#### TEXTAUSZUG
Wer einen Unfall erleidet, kann nicht davon ausgehen, dass seine Versicherung hält, was sie verspricht: Über die „Kreativität“ deutscher Versicherer bei der Verschleppung oder Verweigerung von Entschädigungsansprüchen.

Von Jürgen Hennemann

Erschienen in "Doppelpfeil", dem Unternehmensmagazin des Südwestrundfunks, im Januar 2004

Es war Sonntagnachmittag auf einer idyllischen Landstraße, als sich das Leben des 42-jährigen Vertriebsleiters Harry B. von Grund auf ändern sollte: In einer Kurve verlor der ihm entgegenkommende junge Fahrer eines VW Golf die Kontrolle über sein Fahrzeug, geriet auf die Gegenfahrbahn und prallte frontal auf den BMW von Harry B. Rettungskräften gelang es erst nach einer Stunde, ihn mit Schneidbrennern aus dem Wrack des vollständig zerstörten Autos zu befreien. Eingeklemmt mit seinem rechten Bein hatte er viel Blut verloren. Die später in der Unfallklinik gestellte Diagnose beschreibt das Ausmaß der Verletzungen: Schädel-Hirntrauma zweiten Grades, Brüche mehrerer Rippen und des Schlüsselbeins sowie eine Trümmerfraktur des rechten Unterschenkels. Während die Heilung in den folgenden Wochen und Monaten überwiegend positiv verlief, kam es im Bereich des Unterschenkels zu lebensgefährlichen Wundheilungsstörungen und postoperativen Infektionen. Sie führten schließlich dazu, dass der rechte Unterschenkel amputiert werden musste. Dank seines Arbeitgebers ist es Harry B. nach etwa eineinhalb Jahren gelungen, an seinen (alten) Arbeitsplatz zurückzukehren. Er wird jedoch niemals wieder in seiner Vereins-Fußballmannschaft als rechter Verteidiger spielen. Und was ihn seelisch noch stärker belastet: Niemals wieder wird er seinen beiden fußballbegeisterten Söhnen zeigen können, wie man einen Eckstoß hoch in den Strafraum tritt.
########
> [BEARBEITEN SIE FOLGENDES]
(a) Geben Sie aus dem Artikel über den Unfall von Harry B. den Abschnitt wieder, der mit den Worten „Wer einen Unfall“ beginnt und mit „Verweigerung von Entschädigungsansprüchen.“ endet, und benennen Sie darin „Unfall“ in „Schadensfall“ um.
(b) Beantworten Sie anhand des Artikels über den Unfall von Harry B. die folgenden Fragen:
(i) In welchem Magazin ist der Artikel erschienen?
(ii) Wie alt war Harry B. zum Zeitpunkt des Unfalls?
(iii) Welcher Körperteil musste Harry B. amputiert werden?
(c) Führen Sie den Artikel über den Unfall von Harry B. im Anschluss an seinen letzten Satz weiter.
#### BEREITGESTELLTE DATENSÄTZE
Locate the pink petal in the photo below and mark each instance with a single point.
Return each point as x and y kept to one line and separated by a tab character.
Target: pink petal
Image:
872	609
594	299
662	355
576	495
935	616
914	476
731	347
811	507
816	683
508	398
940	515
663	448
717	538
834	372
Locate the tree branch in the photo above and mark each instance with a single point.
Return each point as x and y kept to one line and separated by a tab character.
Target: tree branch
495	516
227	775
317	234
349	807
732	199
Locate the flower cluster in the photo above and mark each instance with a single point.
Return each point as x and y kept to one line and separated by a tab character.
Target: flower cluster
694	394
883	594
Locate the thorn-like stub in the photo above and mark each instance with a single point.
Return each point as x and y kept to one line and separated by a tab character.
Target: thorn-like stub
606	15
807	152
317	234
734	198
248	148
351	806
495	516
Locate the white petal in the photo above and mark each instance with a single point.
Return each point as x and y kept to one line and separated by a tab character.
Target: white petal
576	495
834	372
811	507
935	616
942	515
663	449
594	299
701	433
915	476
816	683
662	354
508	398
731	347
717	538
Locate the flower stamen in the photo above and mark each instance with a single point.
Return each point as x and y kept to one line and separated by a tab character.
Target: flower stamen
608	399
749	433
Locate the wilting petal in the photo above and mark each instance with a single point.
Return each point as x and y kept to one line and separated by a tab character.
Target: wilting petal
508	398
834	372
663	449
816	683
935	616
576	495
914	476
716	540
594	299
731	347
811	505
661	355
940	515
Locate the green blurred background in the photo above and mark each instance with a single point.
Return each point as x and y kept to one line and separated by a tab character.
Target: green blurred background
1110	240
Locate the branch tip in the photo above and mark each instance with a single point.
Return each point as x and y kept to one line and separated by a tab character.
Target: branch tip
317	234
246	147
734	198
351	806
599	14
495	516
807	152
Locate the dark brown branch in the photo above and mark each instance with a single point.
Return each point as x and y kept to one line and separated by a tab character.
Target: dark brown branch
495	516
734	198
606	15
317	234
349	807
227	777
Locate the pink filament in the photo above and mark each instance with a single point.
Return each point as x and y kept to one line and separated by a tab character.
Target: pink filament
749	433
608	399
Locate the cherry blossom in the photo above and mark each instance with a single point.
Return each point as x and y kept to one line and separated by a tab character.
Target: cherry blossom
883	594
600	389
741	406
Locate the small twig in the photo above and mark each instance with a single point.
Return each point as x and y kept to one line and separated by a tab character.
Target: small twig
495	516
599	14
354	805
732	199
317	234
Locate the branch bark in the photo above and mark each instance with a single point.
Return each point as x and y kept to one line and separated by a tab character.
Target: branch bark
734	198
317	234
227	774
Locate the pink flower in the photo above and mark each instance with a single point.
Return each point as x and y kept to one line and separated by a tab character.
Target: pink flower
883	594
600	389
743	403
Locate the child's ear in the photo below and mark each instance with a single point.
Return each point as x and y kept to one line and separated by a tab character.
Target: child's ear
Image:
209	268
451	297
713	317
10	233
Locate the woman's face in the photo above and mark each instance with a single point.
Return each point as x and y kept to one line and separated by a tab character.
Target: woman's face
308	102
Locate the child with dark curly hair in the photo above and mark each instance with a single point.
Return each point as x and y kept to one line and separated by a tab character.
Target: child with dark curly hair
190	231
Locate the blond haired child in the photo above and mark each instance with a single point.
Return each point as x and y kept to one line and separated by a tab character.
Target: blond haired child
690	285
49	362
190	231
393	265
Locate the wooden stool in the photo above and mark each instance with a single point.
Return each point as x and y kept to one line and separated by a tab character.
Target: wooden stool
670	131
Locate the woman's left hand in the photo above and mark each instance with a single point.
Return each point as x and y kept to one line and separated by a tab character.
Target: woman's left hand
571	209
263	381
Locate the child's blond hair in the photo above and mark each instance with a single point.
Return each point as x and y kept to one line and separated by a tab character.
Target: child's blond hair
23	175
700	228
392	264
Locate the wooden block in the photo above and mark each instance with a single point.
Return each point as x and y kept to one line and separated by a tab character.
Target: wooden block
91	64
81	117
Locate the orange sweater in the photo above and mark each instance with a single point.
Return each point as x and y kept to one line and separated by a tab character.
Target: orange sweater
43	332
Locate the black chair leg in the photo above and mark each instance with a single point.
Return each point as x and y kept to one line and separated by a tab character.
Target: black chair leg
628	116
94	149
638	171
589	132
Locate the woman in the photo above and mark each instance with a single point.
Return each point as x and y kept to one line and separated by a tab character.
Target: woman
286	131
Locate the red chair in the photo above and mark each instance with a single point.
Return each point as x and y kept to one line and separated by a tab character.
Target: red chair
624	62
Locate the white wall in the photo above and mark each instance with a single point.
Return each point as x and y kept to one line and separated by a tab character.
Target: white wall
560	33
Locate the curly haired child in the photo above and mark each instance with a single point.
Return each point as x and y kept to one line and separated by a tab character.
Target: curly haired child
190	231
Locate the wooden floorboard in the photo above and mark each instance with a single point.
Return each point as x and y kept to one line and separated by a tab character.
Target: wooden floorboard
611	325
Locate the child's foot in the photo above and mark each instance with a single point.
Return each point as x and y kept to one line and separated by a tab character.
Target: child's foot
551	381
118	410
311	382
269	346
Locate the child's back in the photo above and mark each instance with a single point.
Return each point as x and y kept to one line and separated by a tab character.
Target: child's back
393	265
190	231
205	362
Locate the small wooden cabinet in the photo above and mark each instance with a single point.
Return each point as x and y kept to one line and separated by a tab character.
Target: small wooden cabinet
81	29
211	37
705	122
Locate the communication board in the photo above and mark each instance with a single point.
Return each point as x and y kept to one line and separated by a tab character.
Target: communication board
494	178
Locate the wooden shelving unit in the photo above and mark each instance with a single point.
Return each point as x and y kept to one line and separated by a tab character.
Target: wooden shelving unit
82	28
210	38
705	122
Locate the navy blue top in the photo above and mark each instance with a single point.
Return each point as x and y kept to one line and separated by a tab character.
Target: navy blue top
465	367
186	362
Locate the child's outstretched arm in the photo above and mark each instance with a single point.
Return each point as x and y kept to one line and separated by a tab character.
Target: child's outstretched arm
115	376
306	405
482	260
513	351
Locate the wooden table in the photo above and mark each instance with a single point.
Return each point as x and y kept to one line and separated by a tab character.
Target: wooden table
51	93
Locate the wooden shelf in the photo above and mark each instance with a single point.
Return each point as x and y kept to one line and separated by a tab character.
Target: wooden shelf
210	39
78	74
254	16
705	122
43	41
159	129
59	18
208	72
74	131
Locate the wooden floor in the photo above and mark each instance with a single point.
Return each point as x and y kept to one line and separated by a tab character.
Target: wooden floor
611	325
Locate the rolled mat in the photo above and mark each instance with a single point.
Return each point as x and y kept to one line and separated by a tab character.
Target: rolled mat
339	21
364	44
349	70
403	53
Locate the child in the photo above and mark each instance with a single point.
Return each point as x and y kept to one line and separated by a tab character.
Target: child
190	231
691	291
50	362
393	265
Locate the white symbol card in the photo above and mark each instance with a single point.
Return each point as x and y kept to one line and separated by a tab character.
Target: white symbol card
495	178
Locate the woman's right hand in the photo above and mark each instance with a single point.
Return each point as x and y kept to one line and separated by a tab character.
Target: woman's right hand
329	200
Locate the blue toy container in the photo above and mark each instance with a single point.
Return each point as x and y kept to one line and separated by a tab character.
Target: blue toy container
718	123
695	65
########
> [LÖSUNGEN ZUR ÜBUNG]
(a)
Wer einen Schadensfall erleidet, kann nicht davon ausgehen, dass seine Versicherung hält, was sie verspricht: Über die „Kreativität“ deutscher Versicherer bei der Verschleppung oder Verweigerung von Entschädigungsansprüchen.

(b)
(i) In „Doppelpfeil“, dem Unternehmensmagazin des Südwestrundfunks.
(ii) 42 Jahre.
(iii) Der rechte Unterschenkel.

(c)
Als Harry B. schließlich die Kraft hatte, seine Haftungs- und Entschädigungsansprüche gegenüber den betroffenen Versicherern geltend zu machen, hatte er keine Ahnung, auf welche Art und Intensität der Auseinandersetzung er sich da eingelassen hatte. Er ging davon aus, dass renommierte Versicherungsunternehmen, die sich allabendlich besonders in den TV-Werbespots der Privatsender darin überbieten, umfassenden Schutz, Wärme und Fürsorge gerade jungen Familien zu gewähren, gegenüber seiner besonderen Problematik aufgeschlossen sein würden. Ein grundlegender Irrtum! Nach Geltendmachung seiner Ansprüche gegenüber dem KFZ-Haftpflichtversicherer des Unfallverursachers tat dieser das, was Haftpflichtversicherer seit ewigen Zeiten tun: ausnahmslos unbegründete und absurde Einwände gegen den Haftungsgrund und die Haftungshöhe zu erheben. Demnach sollte Harry B. den Unfall mit verursacht haben, wobei der gegnerische Haftpflichtversicherer die Haftungsquote offen lässt und auch nicht sagt, welchen Vorwurf er konkret gegen Harry B. erhebt. Begründet wird dies mit angeblich unklaren polizeilichen Ermittlungsergebnissen, aus denen nicht eindeutig hervorgehe, wie es zu dem Unfall genau gekommen sei.

Erst bei späterer Überprüfung der amtlichen Ermittlungsakte durch den inzwischen eingeschalteten Rechtsanwalt von Harry B. stellte sich heraus, dass der gegnerische KFT-Haftpflichtversicherer versucht, eindeutige polizeiliche Ermittlungsergebnisse zu relativieren, dass er eindeutige Aussagen unbeteiligter Zeugen ignoriert und haftungsrechtliche Wertungen vornimmt, die einer objektiven Überprüfung nicht standhalten. Zudem beanstandet der KFZ-Haftpflichtversicherer des Unfallverursachers mit offensichtlich standardisierten Begründungen die Höhe des von Harry B. geltend gemachten Schmerzensgeldes, den Erwerbsausfall-Schaden, den Haushaltsführungs-Schaden sowie alle sonstigen Schadenpositionen. Fundierte ärztliche Gutachten werden dabei ebenso in Zweifel gezogen wie Verdienstbescheinigungen des Arbeitgebers.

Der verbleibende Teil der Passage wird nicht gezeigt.